→ **Requirement**:
Among the lines below, take the one holding "Indicate the sky", the one holding "Indicate the utility", and all lines between them. Set them down exactly.

Records from a data source
= = =
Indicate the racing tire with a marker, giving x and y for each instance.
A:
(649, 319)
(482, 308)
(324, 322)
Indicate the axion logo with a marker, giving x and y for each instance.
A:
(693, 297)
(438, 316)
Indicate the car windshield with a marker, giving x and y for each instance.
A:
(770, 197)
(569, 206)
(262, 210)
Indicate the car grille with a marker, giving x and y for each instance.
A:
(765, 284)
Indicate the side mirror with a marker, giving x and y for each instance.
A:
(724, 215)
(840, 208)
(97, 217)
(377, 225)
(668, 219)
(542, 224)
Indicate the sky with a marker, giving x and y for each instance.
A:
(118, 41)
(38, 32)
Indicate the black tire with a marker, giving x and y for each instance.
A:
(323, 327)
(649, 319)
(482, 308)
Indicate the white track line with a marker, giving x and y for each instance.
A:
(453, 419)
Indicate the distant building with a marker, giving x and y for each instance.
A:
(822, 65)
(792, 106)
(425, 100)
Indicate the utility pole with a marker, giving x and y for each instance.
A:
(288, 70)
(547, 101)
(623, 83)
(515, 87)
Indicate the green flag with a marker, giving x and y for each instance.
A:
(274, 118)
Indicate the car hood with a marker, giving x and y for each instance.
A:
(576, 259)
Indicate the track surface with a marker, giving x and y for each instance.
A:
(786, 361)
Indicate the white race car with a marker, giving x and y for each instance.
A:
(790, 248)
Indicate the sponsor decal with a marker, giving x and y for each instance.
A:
= = =
→ **Response below**:
Indicate the sky with a marker, giving x and y for each instance.
A:
(118, 41)
(38, 32)
Indicate the black tire with a marker, giving x and y for each instance.
A:
(323, 327)
(649, 319)
(482, 308)
Indicate the white track line with a marker, giving x and y for each instance.
A:
(453, 419)
Indicate the distant building with a marker, giving x and y for each instance.
A:
(822, 65)
(792, 106)
(425, 100)
Indicate the utility pole with a marker, giving x and y for each instance.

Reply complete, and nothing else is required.